Document section »
+++
My least favorite part would be getting pennies or a Werther’s Original that some old lady was handing out because she forgot it was Halloween and didn’t want to go down to the store so she took whatever she had laying around and handed them to disappointed kids who, in later years, would throw eggs at her house to showcase their anger.
When I was older we would vandalize our neighborhoods with shaving cream, silly-string, fire, toilet paper, and, for some reason, toothpaste. We wouldn’t cause too much havoc, just enough that if it were any normal day of the year we would be arrested and called “arsonists.”
One of my least fond memories of Halloween will probably make you feel all warm and fuzzy inside, hopefully because you have a nice tall cup of hot cocoa. Be careful with it though and don’t pick it up during the funny parts because I don’t want to be sued for your stupidity.
When I was about six or seven, and really just getting into this whole English language thing, I attended a fun Halloween party at my friends house, in her basement, where I was alone with her father.
JUST KIDDING! Her father left her when she was a kid.
Despite my foggy memory of years past, I do believe for this party I was a Ghostbuster. If memory serves me correctly I had a small backpack, a nerf-type gun with soft sponge-like bullets, and a ghost trap that was more of a tripping hazard than anything else.
The party was fun. It featured a bunch of parents getting drunk and trying to remember their younger years when they didn’t have to care for another human being 24/7.
And then one of the most embarrassing moments in my life took place. I think it may have been the first time I ever felt embarrassment, what with the 23 years that have passed since the event and the strong memory I have of it.
Nothing spices up a party like a contest and the host knew it!
+++
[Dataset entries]

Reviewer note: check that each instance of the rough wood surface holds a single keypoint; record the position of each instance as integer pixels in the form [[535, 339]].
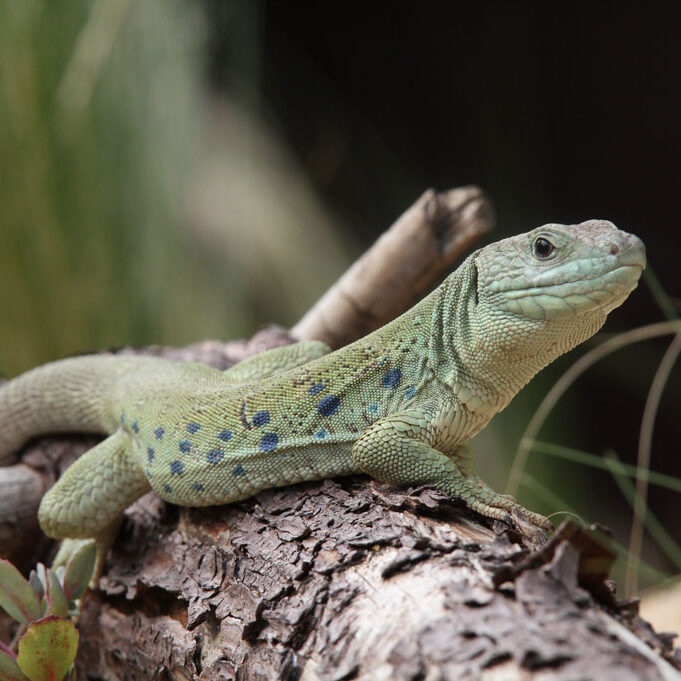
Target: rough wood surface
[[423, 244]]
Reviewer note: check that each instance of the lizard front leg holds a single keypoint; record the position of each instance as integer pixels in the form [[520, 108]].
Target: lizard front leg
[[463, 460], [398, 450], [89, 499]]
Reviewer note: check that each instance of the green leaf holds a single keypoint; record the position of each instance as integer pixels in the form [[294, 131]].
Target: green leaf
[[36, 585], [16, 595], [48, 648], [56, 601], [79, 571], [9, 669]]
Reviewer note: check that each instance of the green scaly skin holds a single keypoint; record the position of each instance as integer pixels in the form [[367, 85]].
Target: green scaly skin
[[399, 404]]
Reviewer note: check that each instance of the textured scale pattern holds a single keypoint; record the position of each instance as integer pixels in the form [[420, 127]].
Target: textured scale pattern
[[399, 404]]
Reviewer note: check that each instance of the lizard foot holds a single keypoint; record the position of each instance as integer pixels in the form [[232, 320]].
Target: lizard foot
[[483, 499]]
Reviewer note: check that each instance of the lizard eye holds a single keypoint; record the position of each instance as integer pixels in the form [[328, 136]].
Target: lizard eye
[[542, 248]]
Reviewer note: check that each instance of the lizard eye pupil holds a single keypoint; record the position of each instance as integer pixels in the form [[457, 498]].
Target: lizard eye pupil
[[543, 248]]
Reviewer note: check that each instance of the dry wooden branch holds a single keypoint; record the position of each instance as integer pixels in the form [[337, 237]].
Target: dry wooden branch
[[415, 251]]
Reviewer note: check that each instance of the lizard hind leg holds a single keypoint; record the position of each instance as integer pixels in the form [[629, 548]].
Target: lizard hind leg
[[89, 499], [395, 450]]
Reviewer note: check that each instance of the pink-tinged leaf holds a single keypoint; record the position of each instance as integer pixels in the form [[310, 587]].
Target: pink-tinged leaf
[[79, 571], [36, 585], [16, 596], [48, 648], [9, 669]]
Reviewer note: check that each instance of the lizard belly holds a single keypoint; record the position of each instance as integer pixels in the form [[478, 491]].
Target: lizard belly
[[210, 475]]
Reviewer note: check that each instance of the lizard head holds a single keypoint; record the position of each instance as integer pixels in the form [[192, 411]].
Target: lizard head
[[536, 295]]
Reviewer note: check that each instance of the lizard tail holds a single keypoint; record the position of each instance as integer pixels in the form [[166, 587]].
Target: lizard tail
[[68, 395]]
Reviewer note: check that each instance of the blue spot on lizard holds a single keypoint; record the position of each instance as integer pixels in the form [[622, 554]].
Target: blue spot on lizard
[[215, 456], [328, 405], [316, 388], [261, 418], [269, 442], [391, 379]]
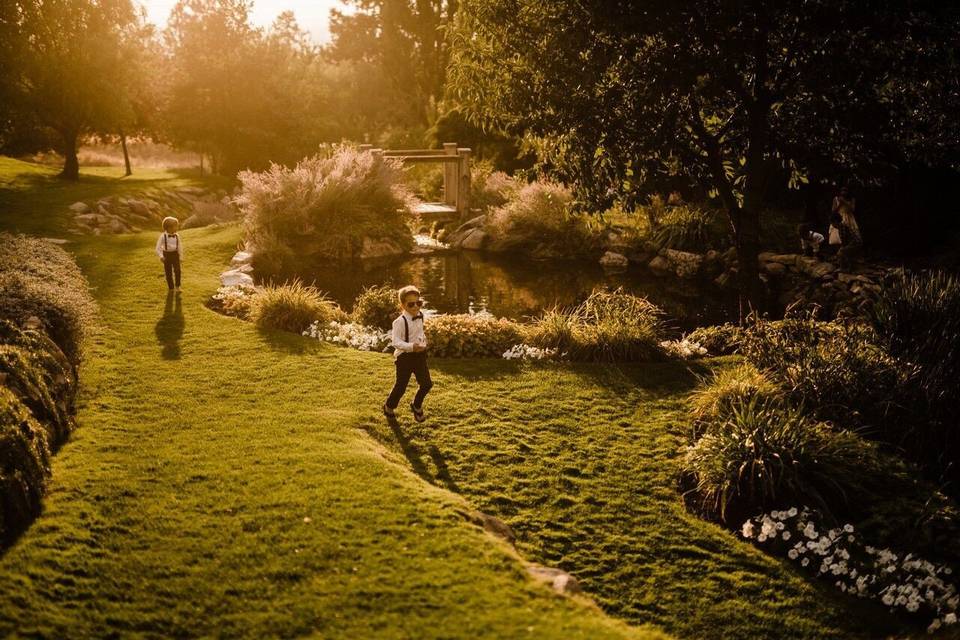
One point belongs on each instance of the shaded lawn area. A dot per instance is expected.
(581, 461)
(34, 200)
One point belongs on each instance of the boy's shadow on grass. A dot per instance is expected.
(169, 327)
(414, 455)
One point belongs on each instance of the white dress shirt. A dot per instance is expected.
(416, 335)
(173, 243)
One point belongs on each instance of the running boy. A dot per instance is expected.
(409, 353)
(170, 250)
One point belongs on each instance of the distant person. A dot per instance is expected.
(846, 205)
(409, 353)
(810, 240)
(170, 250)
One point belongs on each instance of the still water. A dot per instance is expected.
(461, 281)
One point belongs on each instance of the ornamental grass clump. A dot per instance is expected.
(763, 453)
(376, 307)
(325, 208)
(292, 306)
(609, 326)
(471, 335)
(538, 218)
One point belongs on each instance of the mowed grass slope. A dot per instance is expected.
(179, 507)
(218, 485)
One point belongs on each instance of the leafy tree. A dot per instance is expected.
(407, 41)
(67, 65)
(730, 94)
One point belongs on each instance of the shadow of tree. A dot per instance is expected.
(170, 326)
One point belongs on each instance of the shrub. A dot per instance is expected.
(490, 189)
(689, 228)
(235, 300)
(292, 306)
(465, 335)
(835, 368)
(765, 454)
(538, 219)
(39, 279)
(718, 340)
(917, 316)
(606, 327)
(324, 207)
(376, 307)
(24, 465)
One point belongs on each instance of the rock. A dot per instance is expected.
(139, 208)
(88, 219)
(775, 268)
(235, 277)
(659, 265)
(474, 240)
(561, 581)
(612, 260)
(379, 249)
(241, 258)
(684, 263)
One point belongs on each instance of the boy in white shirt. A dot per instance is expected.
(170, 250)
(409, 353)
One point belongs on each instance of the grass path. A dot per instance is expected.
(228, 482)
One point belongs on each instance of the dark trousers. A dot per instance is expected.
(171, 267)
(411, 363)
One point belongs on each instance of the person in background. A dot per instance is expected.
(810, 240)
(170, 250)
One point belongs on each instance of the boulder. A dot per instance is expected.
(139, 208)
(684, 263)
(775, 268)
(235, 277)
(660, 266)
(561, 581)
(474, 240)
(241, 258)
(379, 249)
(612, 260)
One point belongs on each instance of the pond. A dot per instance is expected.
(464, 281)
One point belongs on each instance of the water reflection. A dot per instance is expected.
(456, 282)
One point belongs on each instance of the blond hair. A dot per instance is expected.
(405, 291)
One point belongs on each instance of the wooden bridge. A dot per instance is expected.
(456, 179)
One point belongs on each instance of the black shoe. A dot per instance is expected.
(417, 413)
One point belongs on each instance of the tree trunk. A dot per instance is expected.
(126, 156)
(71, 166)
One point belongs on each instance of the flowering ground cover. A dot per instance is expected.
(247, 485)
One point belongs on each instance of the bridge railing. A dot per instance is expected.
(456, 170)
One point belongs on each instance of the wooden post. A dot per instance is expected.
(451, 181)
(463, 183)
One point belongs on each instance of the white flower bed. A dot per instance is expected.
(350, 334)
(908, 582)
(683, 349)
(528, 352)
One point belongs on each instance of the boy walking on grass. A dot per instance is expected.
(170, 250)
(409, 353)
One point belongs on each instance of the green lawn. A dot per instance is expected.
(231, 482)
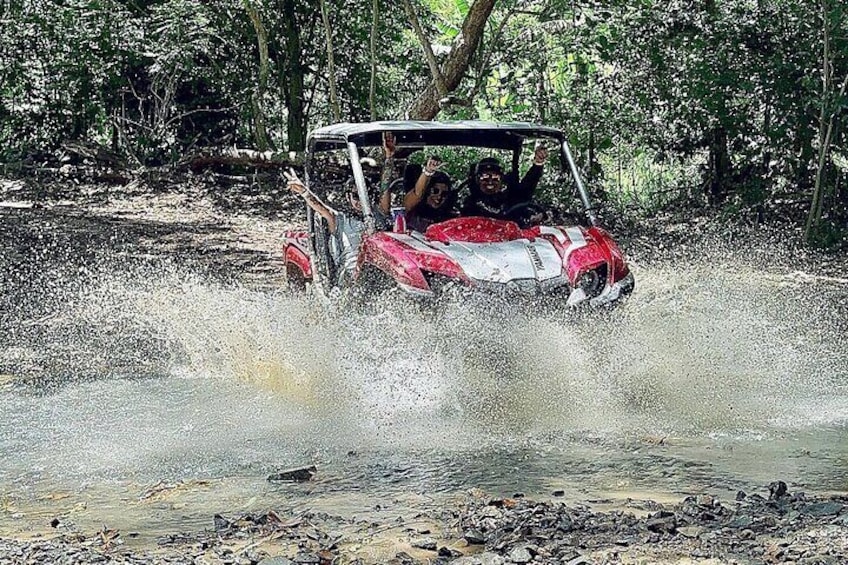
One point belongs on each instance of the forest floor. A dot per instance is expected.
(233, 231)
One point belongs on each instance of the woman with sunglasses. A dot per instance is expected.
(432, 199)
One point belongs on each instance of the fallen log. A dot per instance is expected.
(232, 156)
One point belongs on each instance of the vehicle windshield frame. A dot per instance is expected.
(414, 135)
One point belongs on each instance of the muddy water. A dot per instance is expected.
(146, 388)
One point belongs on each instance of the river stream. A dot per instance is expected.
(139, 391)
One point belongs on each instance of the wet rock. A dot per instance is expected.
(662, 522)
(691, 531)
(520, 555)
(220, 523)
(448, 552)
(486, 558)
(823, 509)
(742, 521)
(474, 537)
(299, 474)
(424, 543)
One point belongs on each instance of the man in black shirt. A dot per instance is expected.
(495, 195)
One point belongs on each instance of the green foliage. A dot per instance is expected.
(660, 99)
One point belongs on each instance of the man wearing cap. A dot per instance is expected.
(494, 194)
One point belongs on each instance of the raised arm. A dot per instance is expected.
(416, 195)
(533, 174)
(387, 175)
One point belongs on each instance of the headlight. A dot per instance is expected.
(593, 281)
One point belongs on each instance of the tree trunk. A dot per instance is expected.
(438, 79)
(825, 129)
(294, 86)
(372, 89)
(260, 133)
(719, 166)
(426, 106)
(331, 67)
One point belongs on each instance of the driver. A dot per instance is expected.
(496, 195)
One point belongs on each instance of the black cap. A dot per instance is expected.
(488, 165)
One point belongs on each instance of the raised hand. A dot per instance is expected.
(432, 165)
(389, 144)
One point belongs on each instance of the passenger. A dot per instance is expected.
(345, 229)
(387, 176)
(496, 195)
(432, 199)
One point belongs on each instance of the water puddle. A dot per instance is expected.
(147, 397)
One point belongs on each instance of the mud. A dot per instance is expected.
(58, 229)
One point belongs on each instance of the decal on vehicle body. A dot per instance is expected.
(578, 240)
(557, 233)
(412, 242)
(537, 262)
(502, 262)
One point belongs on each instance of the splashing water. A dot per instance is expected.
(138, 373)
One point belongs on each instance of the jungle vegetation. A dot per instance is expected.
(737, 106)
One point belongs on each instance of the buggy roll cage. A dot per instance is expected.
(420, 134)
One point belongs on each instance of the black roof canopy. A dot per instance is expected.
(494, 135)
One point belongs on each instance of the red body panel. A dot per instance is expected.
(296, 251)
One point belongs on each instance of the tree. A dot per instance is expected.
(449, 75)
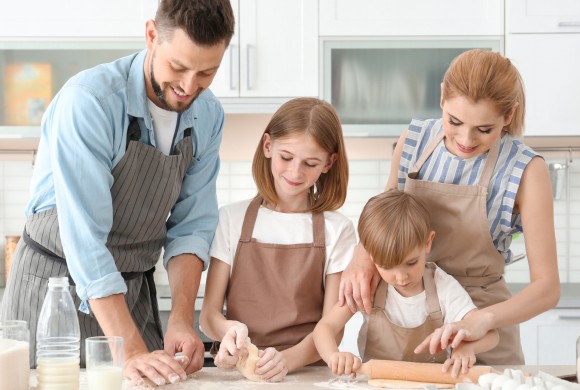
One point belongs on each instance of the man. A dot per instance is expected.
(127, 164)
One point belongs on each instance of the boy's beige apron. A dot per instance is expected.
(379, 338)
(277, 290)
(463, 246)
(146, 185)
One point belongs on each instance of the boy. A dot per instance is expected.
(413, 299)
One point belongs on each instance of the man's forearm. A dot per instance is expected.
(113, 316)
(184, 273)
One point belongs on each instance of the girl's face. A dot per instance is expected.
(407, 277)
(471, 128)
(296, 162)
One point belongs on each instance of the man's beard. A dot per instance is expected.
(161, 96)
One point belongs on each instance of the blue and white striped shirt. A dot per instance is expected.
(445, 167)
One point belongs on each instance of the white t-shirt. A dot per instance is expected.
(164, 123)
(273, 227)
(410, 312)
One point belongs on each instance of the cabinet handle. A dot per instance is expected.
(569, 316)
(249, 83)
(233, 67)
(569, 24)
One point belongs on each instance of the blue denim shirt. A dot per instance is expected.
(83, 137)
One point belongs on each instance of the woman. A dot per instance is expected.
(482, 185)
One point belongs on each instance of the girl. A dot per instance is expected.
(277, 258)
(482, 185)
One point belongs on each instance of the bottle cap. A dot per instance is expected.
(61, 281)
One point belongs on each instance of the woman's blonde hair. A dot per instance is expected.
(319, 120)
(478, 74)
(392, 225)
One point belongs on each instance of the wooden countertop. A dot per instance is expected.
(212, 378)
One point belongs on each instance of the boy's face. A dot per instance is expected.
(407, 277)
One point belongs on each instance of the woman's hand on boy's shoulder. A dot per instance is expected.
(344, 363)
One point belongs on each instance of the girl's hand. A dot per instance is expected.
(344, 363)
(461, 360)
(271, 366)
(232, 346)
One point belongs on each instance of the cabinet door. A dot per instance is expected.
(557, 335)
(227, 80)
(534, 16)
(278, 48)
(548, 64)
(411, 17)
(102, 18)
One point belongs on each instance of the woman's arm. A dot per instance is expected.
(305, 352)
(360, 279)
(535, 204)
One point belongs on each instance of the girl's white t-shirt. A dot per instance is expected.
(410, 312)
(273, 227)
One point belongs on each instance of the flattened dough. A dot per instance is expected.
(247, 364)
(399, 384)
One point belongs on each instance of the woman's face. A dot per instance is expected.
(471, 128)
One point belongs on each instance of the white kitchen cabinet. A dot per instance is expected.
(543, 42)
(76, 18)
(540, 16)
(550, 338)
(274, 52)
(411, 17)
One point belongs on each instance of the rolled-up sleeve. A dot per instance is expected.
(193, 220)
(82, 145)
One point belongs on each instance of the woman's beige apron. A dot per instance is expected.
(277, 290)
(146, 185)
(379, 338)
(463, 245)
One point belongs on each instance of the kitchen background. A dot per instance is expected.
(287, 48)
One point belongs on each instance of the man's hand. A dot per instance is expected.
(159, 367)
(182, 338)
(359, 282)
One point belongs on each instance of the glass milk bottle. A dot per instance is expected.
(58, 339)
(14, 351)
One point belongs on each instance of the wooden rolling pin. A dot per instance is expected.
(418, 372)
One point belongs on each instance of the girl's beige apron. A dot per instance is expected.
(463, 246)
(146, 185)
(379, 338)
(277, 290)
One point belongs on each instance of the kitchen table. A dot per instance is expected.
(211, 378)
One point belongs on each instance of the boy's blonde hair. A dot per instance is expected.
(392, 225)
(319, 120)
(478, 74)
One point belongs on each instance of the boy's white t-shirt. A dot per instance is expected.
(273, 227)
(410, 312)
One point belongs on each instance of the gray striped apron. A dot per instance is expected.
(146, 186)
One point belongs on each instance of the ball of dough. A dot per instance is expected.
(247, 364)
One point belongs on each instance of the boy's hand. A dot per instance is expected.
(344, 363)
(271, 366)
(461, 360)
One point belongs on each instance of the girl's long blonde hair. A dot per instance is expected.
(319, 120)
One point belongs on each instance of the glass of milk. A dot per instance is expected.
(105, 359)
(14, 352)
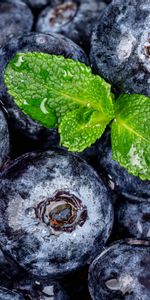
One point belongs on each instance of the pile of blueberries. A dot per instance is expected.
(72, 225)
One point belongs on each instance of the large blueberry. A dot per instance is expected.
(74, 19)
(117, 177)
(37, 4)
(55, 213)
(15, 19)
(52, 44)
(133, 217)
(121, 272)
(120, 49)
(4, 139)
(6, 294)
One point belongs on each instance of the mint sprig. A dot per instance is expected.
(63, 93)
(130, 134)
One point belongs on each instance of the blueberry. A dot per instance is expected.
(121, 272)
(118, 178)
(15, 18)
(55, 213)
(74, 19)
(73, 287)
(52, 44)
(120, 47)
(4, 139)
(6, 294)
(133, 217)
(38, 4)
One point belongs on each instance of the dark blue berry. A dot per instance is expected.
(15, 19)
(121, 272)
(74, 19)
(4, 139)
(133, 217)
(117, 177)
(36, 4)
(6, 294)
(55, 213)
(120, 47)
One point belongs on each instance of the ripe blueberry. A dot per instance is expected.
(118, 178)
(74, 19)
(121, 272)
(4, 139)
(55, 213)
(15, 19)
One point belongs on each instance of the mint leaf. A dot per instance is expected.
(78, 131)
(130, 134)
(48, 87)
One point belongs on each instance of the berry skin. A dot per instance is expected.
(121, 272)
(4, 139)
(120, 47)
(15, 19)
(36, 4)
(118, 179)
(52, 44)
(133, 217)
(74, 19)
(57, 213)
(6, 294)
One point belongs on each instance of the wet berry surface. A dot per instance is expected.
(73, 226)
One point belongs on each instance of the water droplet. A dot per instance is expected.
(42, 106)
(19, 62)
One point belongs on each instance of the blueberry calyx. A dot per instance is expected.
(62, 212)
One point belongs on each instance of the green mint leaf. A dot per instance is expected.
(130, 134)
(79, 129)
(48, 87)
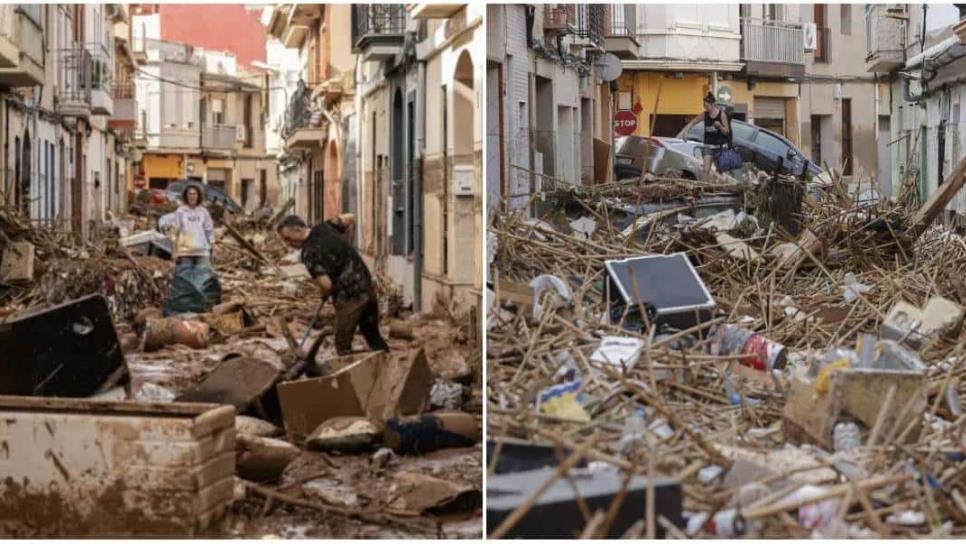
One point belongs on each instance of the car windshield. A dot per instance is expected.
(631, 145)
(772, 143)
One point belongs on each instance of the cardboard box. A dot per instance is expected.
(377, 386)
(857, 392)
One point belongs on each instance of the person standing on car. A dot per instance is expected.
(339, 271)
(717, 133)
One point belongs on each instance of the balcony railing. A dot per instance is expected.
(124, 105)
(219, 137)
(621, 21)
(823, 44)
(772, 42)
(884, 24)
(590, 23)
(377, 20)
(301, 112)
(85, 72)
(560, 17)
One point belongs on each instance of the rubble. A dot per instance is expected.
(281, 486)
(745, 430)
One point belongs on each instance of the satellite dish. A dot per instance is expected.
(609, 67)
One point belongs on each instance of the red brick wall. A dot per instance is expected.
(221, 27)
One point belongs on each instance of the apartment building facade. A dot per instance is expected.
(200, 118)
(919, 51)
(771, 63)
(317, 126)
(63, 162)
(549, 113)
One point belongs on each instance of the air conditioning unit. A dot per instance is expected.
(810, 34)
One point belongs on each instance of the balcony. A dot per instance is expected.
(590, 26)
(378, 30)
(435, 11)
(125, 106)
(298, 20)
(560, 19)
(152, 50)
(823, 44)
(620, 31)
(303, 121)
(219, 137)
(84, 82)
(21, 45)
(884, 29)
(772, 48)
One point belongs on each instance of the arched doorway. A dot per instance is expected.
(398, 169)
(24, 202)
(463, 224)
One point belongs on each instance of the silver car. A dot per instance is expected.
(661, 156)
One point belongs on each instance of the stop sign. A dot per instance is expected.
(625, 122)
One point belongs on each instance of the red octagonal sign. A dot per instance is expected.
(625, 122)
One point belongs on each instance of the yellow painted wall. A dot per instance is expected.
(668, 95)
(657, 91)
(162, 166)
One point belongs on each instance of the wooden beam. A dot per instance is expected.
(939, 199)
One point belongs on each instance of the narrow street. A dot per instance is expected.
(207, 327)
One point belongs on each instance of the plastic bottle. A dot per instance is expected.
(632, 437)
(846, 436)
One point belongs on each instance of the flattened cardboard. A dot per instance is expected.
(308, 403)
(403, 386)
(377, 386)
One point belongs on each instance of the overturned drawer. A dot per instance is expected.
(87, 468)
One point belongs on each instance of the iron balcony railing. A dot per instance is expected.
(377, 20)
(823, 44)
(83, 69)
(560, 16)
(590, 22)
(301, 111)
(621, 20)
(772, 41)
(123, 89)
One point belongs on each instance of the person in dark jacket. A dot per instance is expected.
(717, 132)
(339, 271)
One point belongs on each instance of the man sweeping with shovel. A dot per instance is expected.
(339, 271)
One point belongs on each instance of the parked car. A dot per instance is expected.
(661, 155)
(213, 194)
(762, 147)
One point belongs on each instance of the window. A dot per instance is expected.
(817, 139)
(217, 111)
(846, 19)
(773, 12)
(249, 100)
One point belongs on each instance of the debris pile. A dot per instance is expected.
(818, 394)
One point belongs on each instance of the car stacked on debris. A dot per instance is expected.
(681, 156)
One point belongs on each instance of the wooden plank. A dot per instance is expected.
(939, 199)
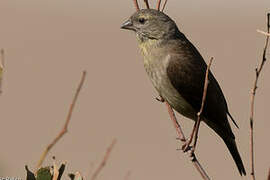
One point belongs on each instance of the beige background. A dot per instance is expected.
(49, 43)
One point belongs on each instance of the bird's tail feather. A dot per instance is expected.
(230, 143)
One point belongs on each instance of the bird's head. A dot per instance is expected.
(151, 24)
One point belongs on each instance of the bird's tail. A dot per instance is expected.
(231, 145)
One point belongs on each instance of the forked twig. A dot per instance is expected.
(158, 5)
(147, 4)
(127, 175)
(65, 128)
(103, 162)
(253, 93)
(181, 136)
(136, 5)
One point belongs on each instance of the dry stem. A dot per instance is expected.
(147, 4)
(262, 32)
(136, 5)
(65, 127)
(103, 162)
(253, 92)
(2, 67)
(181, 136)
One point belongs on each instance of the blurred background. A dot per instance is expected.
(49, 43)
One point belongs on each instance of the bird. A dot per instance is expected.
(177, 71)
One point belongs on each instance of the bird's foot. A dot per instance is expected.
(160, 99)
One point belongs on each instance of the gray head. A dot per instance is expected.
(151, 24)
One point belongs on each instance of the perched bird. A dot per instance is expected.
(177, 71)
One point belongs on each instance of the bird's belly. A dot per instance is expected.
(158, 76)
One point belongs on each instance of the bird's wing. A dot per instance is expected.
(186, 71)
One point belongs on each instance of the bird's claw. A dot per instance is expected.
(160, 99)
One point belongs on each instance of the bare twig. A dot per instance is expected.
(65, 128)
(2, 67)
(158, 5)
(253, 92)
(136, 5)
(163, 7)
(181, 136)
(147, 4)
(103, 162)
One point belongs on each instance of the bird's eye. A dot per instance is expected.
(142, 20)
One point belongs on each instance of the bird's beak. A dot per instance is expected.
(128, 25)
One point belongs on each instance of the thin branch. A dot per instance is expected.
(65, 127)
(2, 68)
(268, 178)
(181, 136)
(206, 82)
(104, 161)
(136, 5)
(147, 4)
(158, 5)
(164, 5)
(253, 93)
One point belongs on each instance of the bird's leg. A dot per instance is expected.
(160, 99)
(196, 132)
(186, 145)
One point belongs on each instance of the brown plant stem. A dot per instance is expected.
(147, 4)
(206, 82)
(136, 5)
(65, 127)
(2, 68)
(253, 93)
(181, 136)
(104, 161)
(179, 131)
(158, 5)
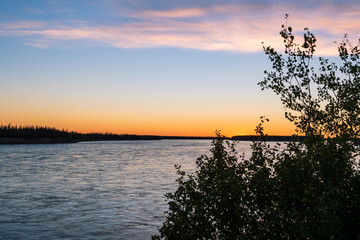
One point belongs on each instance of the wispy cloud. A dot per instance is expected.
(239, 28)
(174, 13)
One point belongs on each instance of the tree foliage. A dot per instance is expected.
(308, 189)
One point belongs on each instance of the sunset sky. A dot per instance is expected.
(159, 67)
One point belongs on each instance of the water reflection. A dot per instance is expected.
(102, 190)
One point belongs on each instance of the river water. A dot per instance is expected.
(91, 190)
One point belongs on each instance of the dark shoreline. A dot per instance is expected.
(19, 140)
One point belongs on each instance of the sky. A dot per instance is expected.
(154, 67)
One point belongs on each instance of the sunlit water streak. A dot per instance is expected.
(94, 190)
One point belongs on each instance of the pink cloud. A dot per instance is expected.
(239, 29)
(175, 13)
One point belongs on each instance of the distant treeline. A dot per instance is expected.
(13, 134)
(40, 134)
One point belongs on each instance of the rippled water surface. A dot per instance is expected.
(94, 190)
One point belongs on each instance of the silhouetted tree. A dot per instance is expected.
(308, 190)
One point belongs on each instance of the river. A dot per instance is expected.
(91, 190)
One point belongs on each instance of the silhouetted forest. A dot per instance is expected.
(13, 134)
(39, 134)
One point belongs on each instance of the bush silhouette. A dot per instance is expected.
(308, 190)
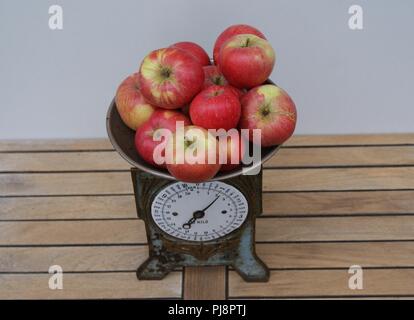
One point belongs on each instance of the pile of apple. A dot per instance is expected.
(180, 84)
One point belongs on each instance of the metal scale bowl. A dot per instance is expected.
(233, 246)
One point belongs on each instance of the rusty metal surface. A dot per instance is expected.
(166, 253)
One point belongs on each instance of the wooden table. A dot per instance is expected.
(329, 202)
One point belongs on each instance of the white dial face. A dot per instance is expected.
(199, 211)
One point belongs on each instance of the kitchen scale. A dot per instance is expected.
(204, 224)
+++
Brief 1 » In the Halloween piece, restate word for word everything from "Despite my foggy" down to "host knew it!".
Brief 2 »
Answer these questions using the Halloween piece:
(a) What costume does the writer believe they wore to the party?
(b) In what part of the friend's house was the party held?
(c) How many years have passed since the embarrassing event?

Answer 1 »
Despite my foggy memory of years past, I do believe for this party I was a Ghostbuster. If memory serves me correctly I had a small backpack, a nerf-type gun with soft sponge-like bullets, and a ghost trap that was more of a tripping hazard than anything else.
The party was fun. It featured a bunch of parents getting drunk and trying to remember their younger years when they didn’t have to care for another human being 24/7.
And then one of the most embarrassing moments in my life took place. I think it may have been the first time I ever felt embarrassment, what with the 23 years that have passed since the event and the strong memory I have of it.
Nothing spices up a party like a contest and the host knew it!

Answer 2 »
(a) A Ghostbuster
(b) The basement
(c) 23 years